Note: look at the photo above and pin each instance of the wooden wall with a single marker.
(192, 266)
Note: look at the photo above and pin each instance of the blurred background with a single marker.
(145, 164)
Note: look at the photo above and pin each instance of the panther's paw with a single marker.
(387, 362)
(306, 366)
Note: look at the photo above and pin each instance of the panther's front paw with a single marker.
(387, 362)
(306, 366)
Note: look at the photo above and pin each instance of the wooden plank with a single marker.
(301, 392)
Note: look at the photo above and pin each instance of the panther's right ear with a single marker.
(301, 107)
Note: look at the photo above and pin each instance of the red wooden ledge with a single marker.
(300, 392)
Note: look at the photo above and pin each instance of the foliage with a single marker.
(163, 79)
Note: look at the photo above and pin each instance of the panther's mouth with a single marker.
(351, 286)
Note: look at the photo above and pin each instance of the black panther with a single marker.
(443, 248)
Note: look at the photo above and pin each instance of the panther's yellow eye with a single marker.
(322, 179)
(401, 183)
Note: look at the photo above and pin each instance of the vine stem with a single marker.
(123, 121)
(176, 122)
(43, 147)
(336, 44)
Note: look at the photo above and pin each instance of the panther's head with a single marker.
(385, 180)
━━━━━━━━━━
**WORK INSTRUCTIONS**: Please copy out the lines above word for word, from the line that contains "ledge with a single marker." through the last line, with both of those lines included.

**FINISHED ANSWER**:
Note: look at the photo above and pin each instance of the red wooden ledge with a single marker.
(300, 392)
Note: look at the photo above and pin each instance of the foliage with a single marker.
(163, 79)
Note: look at the photo above and pin each instance of the panther's mouth with a single marker.
(351, 286)
Note: look at the photo above and pin each instance of the black panther with a single marker.
(443, 248)
Note: look at the photo above and pin each instance of the panther's yellow eye with a single marker.
(322, 179)
(401, 183)
Note: look at the photo above and pin each instance of the vine stem with a single marker.
(123, 121)
(176, 122)
(43, 147)
(336, 44)
Note: look at the photo above and pin each instance of the panther's head with a single marker.
(385, 180)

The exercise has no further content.